• [What you have to do]: Reproduce each of the records below word for word, leaving the pictures out of your answer.

• [Records for the exercise]:
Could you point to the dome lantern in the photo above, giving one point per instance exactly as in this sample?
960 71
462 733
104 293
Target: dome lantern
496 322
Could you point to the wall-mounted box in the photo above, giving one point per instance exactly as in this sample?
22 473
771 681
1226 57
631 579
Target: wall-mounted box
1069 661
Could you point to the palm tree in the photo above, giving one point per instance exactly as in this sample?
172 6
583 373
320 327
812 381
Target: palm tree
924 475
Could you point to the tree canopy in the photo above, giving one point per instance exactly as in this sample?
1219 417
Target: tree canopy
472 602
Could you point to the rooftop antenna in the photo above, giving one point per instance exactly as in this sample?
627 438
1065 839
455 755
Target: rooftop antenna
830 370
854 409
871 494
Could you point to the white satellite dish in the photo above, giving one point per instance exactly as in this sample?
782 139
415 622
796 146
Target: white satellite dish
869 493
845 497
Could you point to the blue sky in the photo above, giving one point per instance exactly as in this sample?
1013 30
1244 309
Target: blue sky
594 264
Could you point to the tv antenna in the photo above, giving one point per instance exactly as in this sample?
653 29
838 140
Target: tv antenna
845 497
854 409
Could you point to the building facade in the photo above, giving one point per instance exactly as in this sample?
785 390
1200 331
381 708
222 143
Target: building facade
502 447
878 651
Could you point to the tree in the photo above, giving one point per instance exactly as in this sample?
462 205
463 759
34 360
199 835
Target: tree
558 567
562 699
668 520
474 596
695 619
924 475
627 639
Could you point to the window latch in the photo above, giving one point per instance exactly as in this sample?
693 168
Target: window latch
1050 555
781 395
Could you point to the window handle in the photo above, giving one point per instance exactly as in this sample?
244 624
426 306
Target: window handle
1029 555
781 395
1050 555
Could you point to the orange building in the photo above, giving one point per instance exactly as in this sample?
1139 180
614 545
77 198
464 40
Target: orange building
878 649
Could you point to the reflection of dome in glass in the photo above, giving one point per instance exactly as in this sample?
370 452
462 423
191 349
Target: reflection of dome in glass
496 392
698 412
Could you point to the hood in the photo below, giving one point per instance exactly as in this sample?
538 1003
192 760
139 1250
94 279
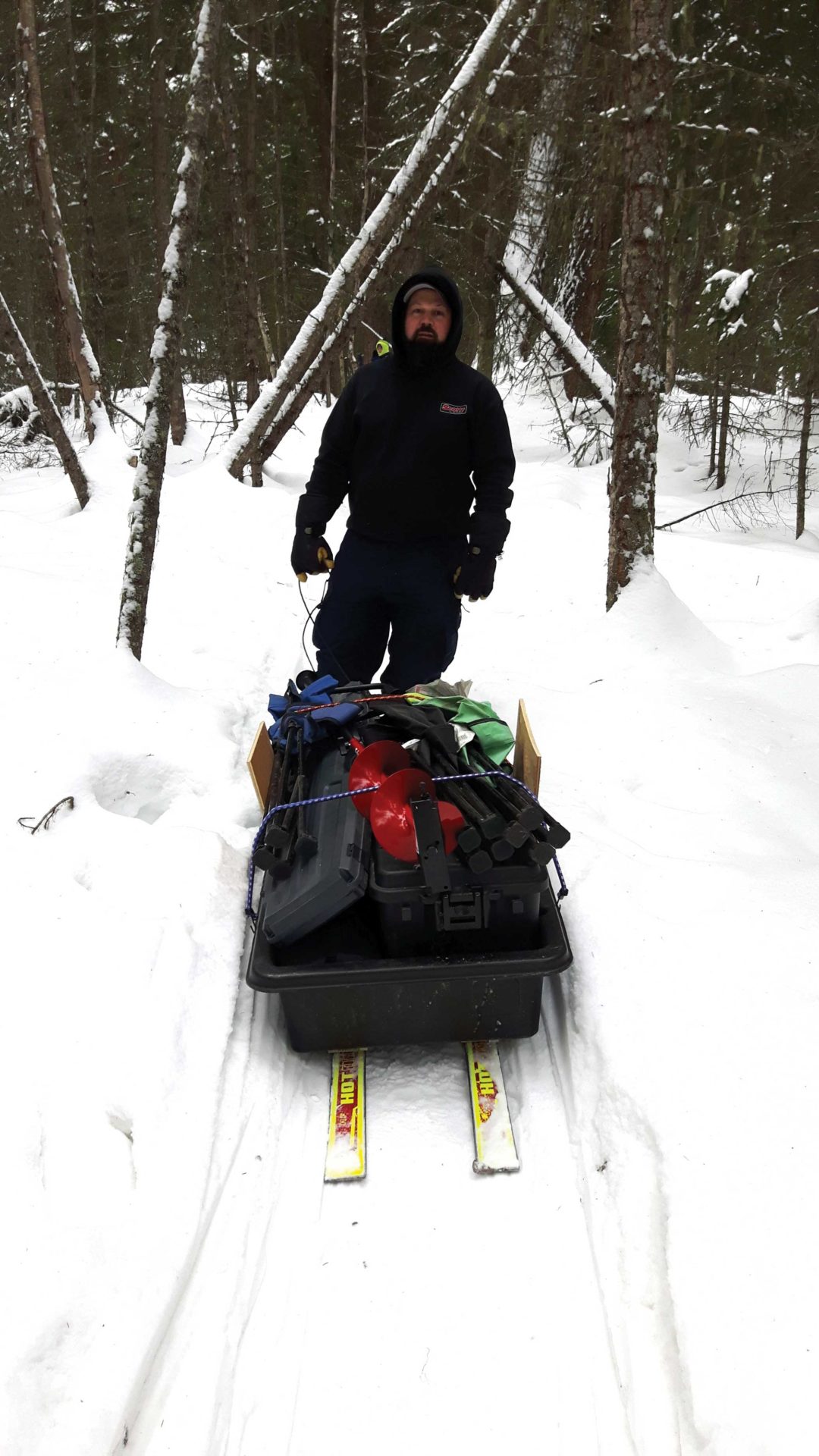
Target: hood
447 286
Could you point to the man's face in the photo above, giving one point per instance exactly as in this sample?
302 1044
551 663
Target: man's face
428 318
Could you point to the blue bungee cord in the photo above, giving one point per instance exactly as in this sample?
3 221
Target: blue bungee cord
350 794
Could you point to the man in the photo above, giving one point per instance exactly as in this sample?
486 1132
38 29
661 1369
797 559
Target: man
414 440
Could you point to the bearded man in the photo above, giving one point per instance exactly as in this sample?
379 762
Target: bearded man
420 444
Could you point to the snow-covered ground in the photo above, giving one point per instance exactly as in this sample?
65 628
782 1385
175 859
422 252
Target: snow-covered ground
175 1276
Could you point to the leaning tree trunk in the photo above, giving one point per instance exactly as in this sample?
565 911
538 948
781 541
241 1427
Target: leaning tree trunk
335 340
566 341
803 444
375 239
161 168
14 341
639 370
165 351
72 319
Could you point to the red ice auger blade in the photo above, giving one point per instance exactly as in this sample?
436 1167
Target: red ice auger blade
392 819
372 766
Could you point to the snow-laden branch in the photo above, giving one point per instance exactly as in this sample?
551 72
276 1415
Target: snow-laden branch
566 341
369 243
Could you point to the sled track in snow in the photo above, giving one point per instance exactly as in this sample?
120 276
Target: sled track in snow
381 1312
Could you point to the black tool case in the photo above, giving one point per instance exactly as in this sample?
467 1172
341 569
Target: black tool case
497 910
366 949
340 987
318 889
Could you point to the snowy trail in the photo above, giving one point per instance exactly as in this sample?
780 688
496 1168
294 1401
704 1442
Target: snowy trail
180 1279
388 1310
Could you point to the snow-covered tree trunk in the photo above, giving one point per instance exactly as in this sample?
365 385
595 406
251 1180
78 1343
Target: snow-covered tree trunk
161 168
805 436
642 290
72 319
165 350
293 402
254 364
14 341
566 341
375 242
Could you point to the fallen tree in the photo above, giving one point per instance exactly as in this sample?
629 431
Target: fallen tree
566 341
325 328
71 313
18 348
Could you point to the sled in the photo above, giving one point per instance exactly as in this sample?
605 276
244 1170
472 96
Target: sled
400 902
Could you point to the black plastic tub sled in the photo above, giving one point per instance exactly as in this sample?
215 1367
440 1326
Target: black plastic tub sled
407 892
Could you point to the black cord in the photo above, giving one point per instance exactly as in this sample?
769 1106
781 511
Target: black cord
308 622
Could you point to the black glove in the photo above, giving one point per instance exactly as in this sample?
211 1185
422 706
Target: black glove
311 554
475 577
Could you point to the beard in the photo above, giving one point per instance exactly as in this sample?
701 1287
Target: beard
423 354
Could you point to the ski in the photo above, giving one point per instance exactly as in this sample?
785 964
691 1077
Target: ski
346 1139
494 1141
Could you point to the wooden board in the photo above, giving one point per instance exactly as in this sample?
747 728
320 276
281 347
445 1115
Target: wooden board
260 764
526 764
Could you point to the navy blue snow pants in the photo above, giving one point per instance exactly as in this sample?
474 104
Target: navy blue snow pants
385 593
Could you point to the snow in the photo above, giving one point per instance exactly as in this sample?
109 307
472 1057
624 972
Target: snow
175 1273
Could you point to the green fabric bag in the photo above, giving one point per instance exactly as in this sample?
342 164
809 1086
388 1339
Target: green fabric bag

• [The reply]:
Could you point to the dome lantern in the photo above, giving one point per instance exactly as in this sample?
960 71
462 733
104 293
Target: dome lantern
496 322
Could you point to the wall-mounted box in the photo above, giving one point per instance exactly as in this sample?
22 473
771 681
1226 57
631 579
Target: wall-mounted box
1069 661
Could you point to the palm tree in the photo above, giving one point per instance exactly as in this sample?
172 6
583 373
320 327
812 381
Target: palm tree
924 475
Could you point to the tree canopy in the photo above, giving one point per instance exactly as in this sample?
1219 417
Target: tree canopy
472 602
Could you point to the rooftop antenna in the photo above, giving one point per instance exactly as in this sample?
627 438
1065 839
455 755
Target: rooftop antenna
830 370
854 409
871 494
Could you point to the white satellite dish in the photo above, giving one point per instance exactly as in this sample?
782 139
415 622
796 146
Target: white satellite dish
869 493
845 497
Could you point to the blue sky in the photo above, giving one point per instance exactly as in this sample?
1013 30
1244 309
Target: blue sky
594 264
Could you point to the tv antenna in the photo above, giving one point per instance exactly as in this sample?
653 29
838 140
Target: tv antenna
845 497
854 409
Could you point to the building facade in the photo above, giving one point per instance exactly as in this sample?
785 390
1200 331
381 708
222 143
Target: building facade
502 447
878 651
Could you point to the tree in the photo above, giving one point per instance exactly as in this sample?
462 205
463 759
34 360
199 835
Target: tree
558 567
562 699
668 520
474 596
695 619
924 475
627 639
Could you point to the window latch in the photo above, giving one point per instance exactly as in this sample?
693 168
Target: window latch
1050 555
781 395
Could you point to the window handle in the photo above, giving one point per instance exactly as in this sample?
244 624
426 306
Target: window handle
1029 555
781 395
1050 555
Could you point to the orange building in the photo above, giving one point per instance exactly as in this sample?
1139 180
614 545
77 198
464 40
Target: orange building
878 649
Could you point to the reflection of dome in glass in the photo above, giving one point per instance exactly as in this sample?
370 452
462 423
191 349
Target: reflection of dome in glass
496 392
698 412
Could you point to the hood in the photo below, giving one point per instance exactly as in this sample?
538 1003
192 760
139 1250
94 279
Target: hood
447 286
Could you point to the man's face in the photo above, giving one point per instance exactly as in this sample?
302 1044
551 663
Target: man's face
428 318
Could you point to the blue bungee cord in the photo above, giving one point per instance exactly as in this sample?
3 221
Target: blue bungee cord
350 794
Could you point to the man in the photo above, giving one point per instance exactly as in this sample?
486 1132
38 29
661 1369
797 559
Target: man
414 440
Could you point to the bearded man in the photo above, giving one point per instance exactly as in this sample?
379 762
Target: bearded man
420 444
Could you point to the snow-covered ground in the photo above, giving one point per instance exactly as in this sample?
65 628
782 1385
175 859
422 252
Target: snow-covered ground
175 1276
Could you point to the leaning tree trunk in the photo above, giving one point per instance exactly as in this sample?
565 911
538 948
781 541
241 1427
Target: leaning tree trunk
335 340
566 341
803 444
375 239
161 168
14 341
639 370
165 351
72 319
Could you point to the red ice auger blade in the photo above, giving one point per instance exactly as in this sample?
436 1167
Target: red ice auger blade
392 819
372 766
Could you point to the snow-laden branch in the photo above, giving one point per instance exactly as in this sample?
551 72
276 1415
Target: snow-laden branch
566 341
369 243
Could you point to the sled track in snow in the photo above, giving one point per instance exactly as in this sample?
120 276
Target: sled track in snow
381 1312
Could you point to the black tool case in the photo above, giving one point per instance exactly as in this sample?
467 1172
341 569
Target: black tool case
497 910
366 949
340 987
318 889
Could you point to the snowy trail in the photo above, giving one point per instance exactly as in this sample?
780 688
496 1168
294 1401
704 1442
Target: snowy trail
180 1279
388 1310
Could you point to the snow-covered tree trunk in the photo above, giving one point per instance exactly as in this sample?
365 385
595 406
251 1180
78 1343
Target: snow-covered tree trunk
161 168
805 436
642 290
72 319
165 350
293 402
254 364
14 341
566 341
375 242
Could you point to the fallen tree in the photo above, giving one point per instance exactly as in this sample?
629 431
Target: fallen tree
566 341
325 328
71 313
18 348
Could you point to the sled in the photo above, giving one point per instance exactly as in this sample?
605 276
244 1170
472 96
Target: sled
400 902
Could you point to the black plastic tub sled in the photo above, giving one point per instance exactly as in this sample?
215 1367
440 1326
Target: black plastic tub sled
407 892
Could you point to the black cord in the photo above, giving one point per instance exactly as in this sample?
769 1106
781 511
Target: black cord
308 622
Could you point to the black glove in the photo above, giving one point per instance exactly as in this sample?
211 1185
422 706
Target: black glove
311 554
475 577
Could you point to the beard in the photo above, giving one point per instance exactly as in this sample?
701 1287
Target: beard
423 354
Could you point to the ski in the photo above, giving one point per instance exactly as in this sample?
785 964
691 1077
Target: ski
346 1139
494 1141
Could you point to the wooden board in the photo above, giving one point per instance exactly as in this sample?
747 728
320 276
281 347
445 1115
Target: wooden board
260 764
526 764
Could you point to the navy blue snow pants in the photo above, giving one point per instance exactly as in this sample?
474 104
Target: navy blue snow pants
385 593
Could you point to the snow in the photo above, giving one point per instance exactly as in this sample?
109 307
472 1057
624 972
Target: snow
175 1273
Could you point to the green fabric bag in the photo above, giving one point per instance exactly as in this sample?
342 164
809 1086
388 1339
Target: green fabric bag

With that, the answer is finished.